→ WORK INSTRUCTIONS
Reproduce, with no changes, the line where "Please put a point on the jacket sleeve" appears and every subsequent line of the listing, the last one included.

→ AVAILABLE DATA
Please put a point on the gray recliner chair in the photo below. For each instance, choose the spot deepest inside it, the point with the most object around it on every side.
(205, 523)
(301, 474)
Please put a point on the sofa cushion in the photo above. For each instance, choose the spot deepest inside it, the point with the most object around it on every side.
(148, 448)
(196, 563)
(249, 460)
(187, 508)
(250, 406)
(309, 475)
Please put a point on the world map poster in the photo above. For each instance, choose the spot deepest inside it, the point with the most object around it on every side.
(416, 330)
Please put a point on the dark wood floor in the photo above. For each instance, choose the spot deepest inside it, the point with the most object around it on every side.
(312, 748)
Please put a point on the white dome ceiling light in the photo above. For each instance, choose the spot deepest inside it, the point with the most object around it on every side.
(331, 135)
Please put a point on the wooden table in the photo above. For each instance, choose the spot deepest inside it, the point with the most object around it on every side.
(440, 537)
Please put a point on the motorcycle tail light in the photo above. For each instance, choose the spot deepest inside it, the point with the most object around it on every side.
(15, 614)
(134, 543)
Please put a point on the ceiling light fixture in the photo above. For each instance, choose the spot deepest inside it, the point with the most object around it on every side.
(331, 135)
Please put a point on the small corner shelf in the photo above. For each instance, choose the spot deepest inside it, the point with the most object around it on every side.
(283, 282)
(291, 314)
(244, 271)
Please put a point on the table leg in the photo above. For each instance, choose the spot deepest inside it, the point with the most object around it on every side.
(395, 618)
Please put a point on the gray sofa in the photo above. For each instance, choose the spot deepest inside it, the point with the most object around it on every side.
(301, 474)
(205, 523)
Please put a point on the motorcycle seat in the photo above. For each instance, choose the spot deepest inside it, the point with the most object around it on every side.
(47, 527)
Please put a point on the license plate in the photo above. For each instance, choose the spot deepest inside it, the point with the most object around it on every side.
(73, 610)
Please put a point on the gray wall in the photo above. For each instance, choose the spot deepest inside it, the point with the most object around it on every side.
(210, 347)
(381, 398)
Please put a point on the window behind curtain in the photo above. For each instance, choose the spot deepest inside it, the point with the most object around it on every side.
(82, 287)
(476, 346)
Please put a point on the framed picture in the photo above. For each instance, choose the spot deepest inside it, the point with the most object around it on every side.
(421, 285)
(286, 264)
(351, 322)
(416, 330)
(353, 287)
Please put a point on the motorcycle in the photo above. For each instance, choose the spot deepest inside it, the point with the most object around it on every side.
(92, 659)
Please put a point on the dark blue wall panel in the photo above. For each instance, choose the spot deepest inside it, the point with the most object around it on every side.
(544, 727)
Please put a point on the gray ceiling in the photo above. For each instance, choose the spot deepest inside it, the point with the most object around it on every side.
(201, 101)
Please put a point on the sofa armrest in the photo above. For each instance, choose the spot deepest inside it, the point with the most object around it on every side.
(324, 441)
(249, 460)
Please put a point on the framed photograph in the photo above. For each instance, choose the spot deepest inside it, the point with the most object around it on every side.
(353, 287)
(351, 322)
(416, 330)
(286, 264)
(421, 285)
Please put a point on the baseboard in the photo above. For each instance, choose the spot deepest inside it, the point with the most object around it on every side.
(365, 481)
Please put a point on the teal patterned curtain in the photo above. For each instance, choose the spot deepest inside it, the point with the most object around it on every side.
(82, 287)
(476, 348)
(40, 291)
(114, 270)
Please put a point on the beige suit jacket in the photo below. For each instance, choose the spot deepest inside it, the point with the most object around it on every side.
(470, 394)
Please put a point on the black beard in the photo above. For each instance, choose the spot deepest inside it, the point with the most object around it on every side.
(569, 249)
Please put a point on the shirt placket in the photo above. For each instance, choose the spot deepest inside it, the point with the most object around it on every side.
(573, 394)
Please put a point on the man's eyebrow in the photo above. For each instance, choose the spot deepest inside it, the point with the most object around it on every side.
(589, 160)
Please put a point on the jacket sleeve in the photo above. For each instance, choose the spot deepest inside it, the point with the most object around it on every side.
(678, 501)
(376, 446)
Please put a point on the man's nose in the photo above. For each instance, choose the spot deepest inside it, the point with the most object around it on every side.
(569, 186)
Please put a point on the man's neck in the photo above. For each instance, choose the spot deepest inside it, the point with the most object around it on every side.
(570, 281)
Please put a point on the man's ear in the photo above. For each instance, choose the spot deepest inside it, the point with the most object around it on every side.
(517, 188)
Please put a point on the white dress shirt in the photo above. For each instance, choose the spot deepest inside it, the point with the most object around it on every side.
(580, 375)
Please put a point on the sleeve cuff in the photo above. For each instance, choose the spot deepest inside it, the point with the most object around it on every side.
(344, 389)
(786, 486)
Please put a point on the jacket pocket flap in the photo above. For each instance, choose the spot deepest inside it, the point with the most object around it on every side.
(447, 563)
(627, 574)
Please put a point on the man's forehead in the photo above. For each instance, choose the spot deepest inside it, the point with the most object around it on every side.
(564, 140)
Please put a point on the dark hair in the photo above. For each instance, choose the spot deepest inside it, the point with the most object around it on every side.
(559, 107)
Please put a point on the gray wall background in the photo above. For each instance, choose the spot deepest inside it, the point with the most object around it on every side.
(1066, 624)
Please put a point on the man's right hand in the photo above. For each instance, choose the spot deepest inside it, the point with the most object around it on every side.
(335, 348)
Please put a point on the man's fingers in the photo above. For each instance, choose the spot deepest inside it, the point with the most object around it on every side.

→ OUTPUT
Please put a point on the jacket sleeve in the photo above. For each instance, choose the spot deepest inside it, the point with the most object around it on every side.
(678, 501)
(376, 446)
Please put a point on the man's nose in the photo above. For each instance, choose the spot deepest inside it, the point with the most object around it on every side.
(569, 186)
Please put a point on the man's neck in the photo above. For each instance, choose the spot deepest inside it, the point with the most object around it on every side.
(570, 281)
Please put a point on the man's ear in the photo above. For each instance, choose the spot deepest inside it, the point with the most object around it on every side.
(517, 188)
Please put a point on the white dress shirt in the photo above. For each instance, choose the spot deepest inside it, the point with the most object around it on every side.
(580, 375)
Please put a point on the sleeve cuff in the photo above. For each instance, choose the spot deepest inside it, the point with the most object around it on every side.
(344, 389)
(786, 486)
Please put a point on the jacket pocket flap in the photo above. For each instance, choose the spot deepest inside it, the point with the most object around it on every side.
(447, 563)
(627, 574)
Please put a point on the man's forehead in the photo above. For each instance, choose the spot deepest inside it, the point with the most object around it on every side.
(564, 140)
Please put a point on the dark hair in the photo above. For each instance, choose the spot deepest inside it, the point with the most object around it on every side.
(559, 107)
Please put a point on the gray wall background in the photo above. For each instance, choose the spot deepest inside it, the point with the most object around it on every side.
(1066, 624)
Please put a point on the man's right hand in the photo above. For each instance, choose the spot deepest inside it, the point with the most object around it on every side.
(335, 348)
Please put a point on the man's fingers in the photo above. For each instance, choose the spot deepest inside it, the point with the most object around it on every side.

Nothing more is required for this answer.